* DATA IN THIS EXERCISE *
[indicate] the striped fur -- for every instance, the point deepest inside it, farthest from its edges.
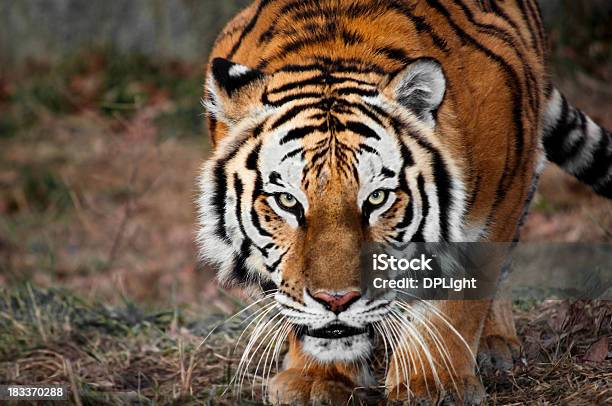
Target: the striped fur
(318, 108)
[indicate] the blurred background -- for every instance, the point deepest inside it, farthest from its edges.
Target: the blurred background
(101, 137)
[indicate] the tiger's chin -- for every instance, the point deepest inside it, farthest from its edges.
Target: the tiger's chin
(337, 343)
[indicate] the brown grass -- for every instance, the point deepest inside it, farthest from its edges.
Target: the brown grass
(99, 204)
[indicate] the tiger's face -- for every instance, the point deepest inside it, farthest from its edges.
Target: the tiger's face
(314, 163)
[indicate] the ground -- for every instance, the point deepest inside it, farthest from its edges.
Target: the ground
(99, 283)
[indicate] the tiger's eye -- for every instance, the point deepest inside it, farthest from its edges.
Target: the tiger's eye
(377, 197)
(287, 201)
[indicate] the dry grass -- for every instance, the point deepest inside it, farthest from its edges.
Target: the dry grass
(96, 198)
(125, 354)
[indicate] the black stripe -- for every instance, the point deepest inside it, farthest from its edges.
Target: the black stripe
(240, 268)
(418, 236)
(257, 191)
(299, 133)
(367, 148)
(554, 139)
(420, 24)
(220, 187)
(601, 162)
(362, 130)
(326, 78)
(290, 98)
(293, 153)
(514, 86)
(509, 40)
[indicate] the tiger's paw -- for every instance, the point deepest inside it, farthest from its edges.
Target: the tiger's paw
(423, 392)
(497, 355)
(302, 387)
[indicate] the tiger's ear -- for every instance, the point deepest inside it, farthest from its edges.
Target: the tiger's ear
(232, 90)
(420, 88)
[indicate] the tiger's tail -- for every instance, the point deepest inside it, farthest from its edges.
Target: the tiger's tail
(577, 144)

* TASK REQUIREMENTS *
Starting with the line that contains "Target: the brown grass", restate every line through the end of the records above, exactly and with no other lines.

* EXERCISE RESULT *
Target: the brown grass
(99, 204)
[indicate] the tiger's face -- for every instance, the point deepest inside it, farthest from its edges.
Target: the tiger's face
(314, 163)
[indicate] the ground -- for every instance, the point deepest inside it, farthest from its edges.
Target: the ground
(99, 283)
[indicate] the tiger's eye -- for every instance, the point deepest inside it, farthest from its edges.
Target: the tiger's eye
(377, 197)
(287, 201)
[indicate] the dry grass -- for every instance, the point deepest inside it, farthest from its edges.
Target: the dry grass
(96, 198)
(125, 354)
[indicate] the black stripe -- for every instance, the point deepest inside it, farthest from its edges.
Target: the black stripe
(240, 268)
(418, 236)
(257, 191)
(299, 133)
(367, 148)
(554, 139)
(420, 24)
(220, 187)
(601, 162)
(362, 130)
(326, 78)
(290, 98)
(293, 153)
(514, 86)
(509, 40)
[indicate] the tiger's paw -- for every instance, the point deepest inside it, farthest from its edges.
Target: the tiger's paw
(423, 392)
(497, 355)
(302, 387)
[indicate] the tiger's ear -- for every instance, the point deepest inside it, farthest from its edges.
Target: the tiger's ear
(232, 90)
(420, 88)
[indicate] the tiger's tail -- for every instance, the point deepest inside it, farthest from its edges.
Target: the tiger's tail
(577, 144)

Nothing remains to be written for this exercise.